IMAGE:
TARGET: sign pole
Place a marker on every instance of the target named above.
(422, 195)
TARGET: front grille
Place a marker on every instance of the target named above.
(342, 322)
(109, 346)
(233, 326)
——
• Exercise goal: In the listing above, the line with "TARGET: sign pole" starts the part to copy. Copy it through the last line exactly, with nothing else.

• Output below:
TARGET: sign pole
Place a marker on every instance of the target named above.
(422, 195)
TARGET: front grille
Place a marker on every instance of the target named above.
(342, 322)
(109, 346)
(233, 326)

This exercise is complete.